Ruben Mohedano-Brèthes had been a French expatriate in Belgium since 1996. He was an official of the European Union (in charge of information and communication since 1996: Eurobarometer opinion polls, audio-visual strategy and youth information) and a trade-unionist. He presented himself as an "independent centrist humanist" candidate, under the Force of Freedom banner. He was endorsed by the Centrist Alliance. He was also endorsed by the Liberal Democratic Party.

There were two independent candidates: Elisabeth Valenti (with Jean-Marie Soja as her deputy); and Elisabeth Chevalier (with Jeannine Porte as her deputy).

====Results====
As in other constituencies, turnout in the first round was low: 24.4% in Belgium, 24.4% also in Luxembourg, and 22.1% in the Netherlands. Socialist candidate Philip Cordery finished first in all three countries. He went on to win the second round by a fairly large margin.

============

Set down, word for word, the part of the election text that opens with the words containing "Ruben Mohedano-Brèthes had" and closes with "Liberal Democratic Party.".

Recorded information:
============

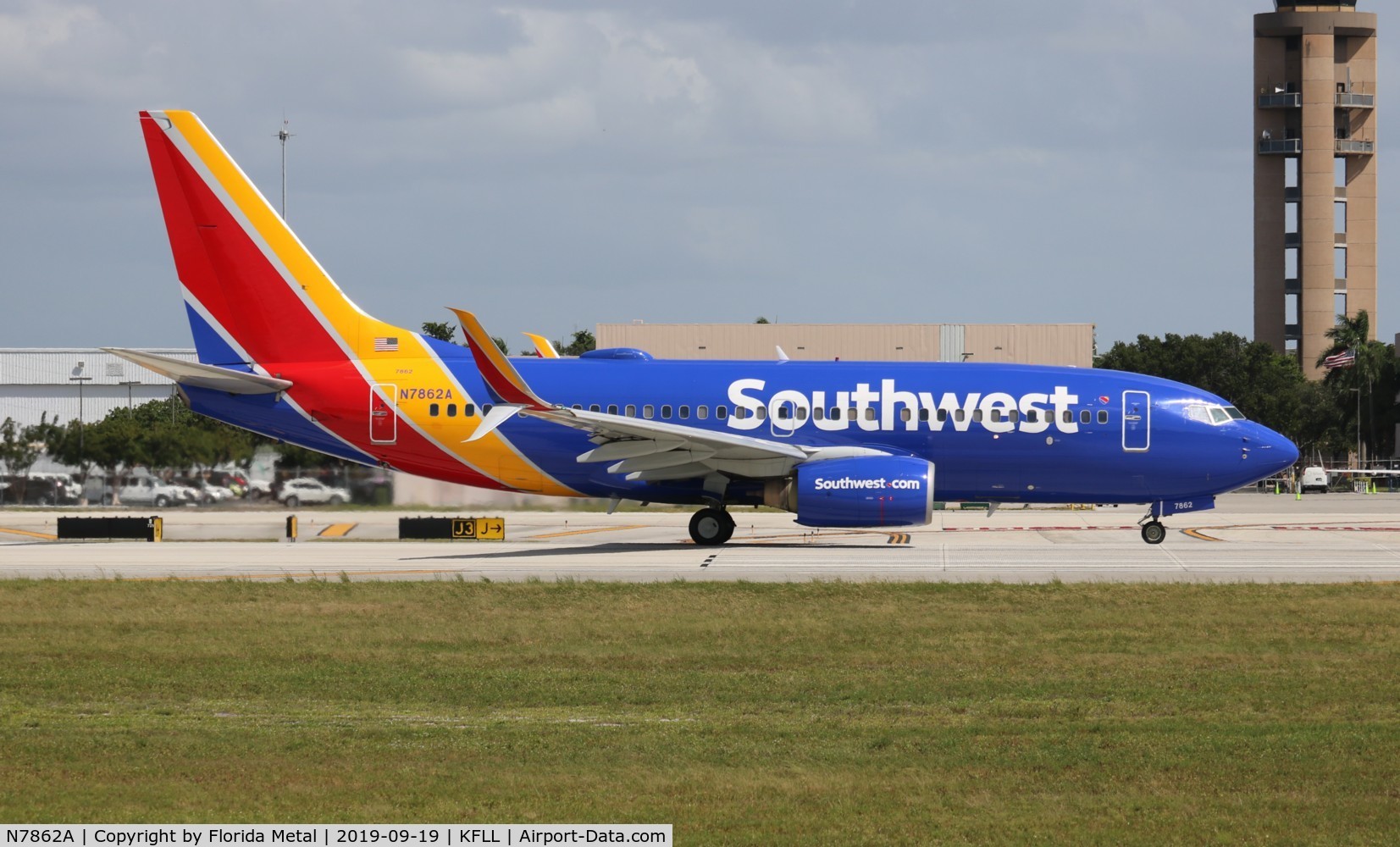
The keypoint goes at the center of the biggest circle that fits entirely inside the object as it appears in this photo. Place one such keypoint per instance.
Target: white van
(1314, 479)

============

Solution to the problem:
Ruben Mohedano-Brèthes had been a French expatriate in Belgium since 1996. He was an official of the European Union (in charge of information and communication since 1996: Eurobarometer opinion polls, audio-visual strategy and youth information) and a trade-unionist. He presented himself as an "independent centrist humanist" candidate, under the Force of Freedom banner. He was endorsed by the Centrist Alliance. He was also endorsed by the Liberal Democratic Party.